## Task 1
Lay out the rows of Block 1 as a Markdown table with the columns No. and Entry. Put each row's number under No. and its line under Entry, and leave out blank lines.

## Extracted text
Cultural Advice: Aboriginal and Torres Strait Islander people should be aware that the ARI Remix Project contains images, voices or names of deceased persons in websites, photographs, film, audio recordings or printed materials.

ROUNDTABLE SYMPOSIUM – Artist Run Initiatives, writers, academics and artists, in Australia and the Asia-Pacific

ROUNDTABLE SYMPOSIUM
SATURDAY 20 MAY – 3PM-6PM
At Testing Grounds

 

 

This symposium has two parallel impulses around place, one more philosophical, the other more art-political. The first impulse comes from contemporary philosophical thinking about place and its significance for artist-run spaces and how we imagine artist-run spaces and the work they do. The second is Chris Kraus’s provocative essay “Kelly Lake Store and other Stories” where she reflects upon the global forces pushing us all, which leads her to unfurl the notion of “radical localism”. Radical localism expresses the importance of the local places of art-making, compared to global-centrism and importantly, as Kraus notes, their existence is “an opportunity to remain in one’s own community and assert an alternative ethos.”

 

 

Place as a philosophical concept speaks to our relationship to the world. It has a long and troubled history within Western philosophical thinking, Aristotle proclaimed place as “prior to all things.” Yet for three centuries – the period of ‘modernity’ – place has been “actively suppressed” with Time and Space dominant. However, in recent decades there has been a profound shift in our understanding of place. For contemporary Australian philosopher Jeff Malpas place is what grounds experience. That is, it’s not so much about how we experience a place but that experience itself is grounded in place. This shift in understanding begins to move closer to Indigenous peoples’ understandings of place, where connection to country is so profound and important – and is expressed through the Aboriginal English word ‘country’. If place is what grounds experience, what does this mean for ARIs and artists? Does this change how we think about ARIs and the work they do? How does place as the ground of experience impact on art practices of ‘place-making’ and ‘a sense of place?” The symposium aims to provoke a conversation about and between artists on ARIs and place and ARIs and radical localism.

## Task 2
According to the symposium page, which contemporary Australian philosopher holds that place is what grounds experience?

## Records shown
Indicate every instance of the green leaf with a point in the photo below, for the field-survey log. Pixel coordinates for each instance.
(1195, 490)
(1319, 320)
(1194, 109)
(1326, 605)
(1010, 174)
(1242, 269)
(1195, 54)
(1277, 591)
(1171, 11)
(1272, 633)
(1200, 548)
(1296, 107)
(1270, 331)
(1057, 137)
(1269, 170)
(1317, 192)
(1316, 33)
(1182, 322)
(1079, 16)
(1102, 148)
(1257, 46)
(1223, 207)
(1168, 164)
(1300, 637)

## Solution 1
| No. | Entry |
|---|---|
| 1 | Indicate every instance of the green leaf with a point in the photo below, for the field-survey log. Pixel coordinates for each instance. |
| 2 | (1195, 490) |
| 3 | (1319, 320) |
| 4 | (1194, 109) |
| 5 | (1326, 605) |
| 6 | (1010, 174) |
| 7 | (1242, 269) |
| 8 | (1195, 54) |
| 9 | (1277, 591) |
| 10 | (1171, 11) |
| 11 | (1272, 633) |
| 12 | (1200, 548) |
| 13 | (1296, 107) |
| 14 | (1270, 331) |
| 15 | (1057, 137) |
| 16 | (1269, 170) |
| 17 | (1317, 192) |
| 18 | (1316, 33) |
| 19 | (1182, 322) |
| 20 | (1079, 16) |
| 21 | (1102, 148) |
| 22 | (1257, 46) |
| 23 | (1223, 207) |
| 24 | (1168, 164) |
| 25 | (1300, 637) |

## Solution 2
Jeff Malpas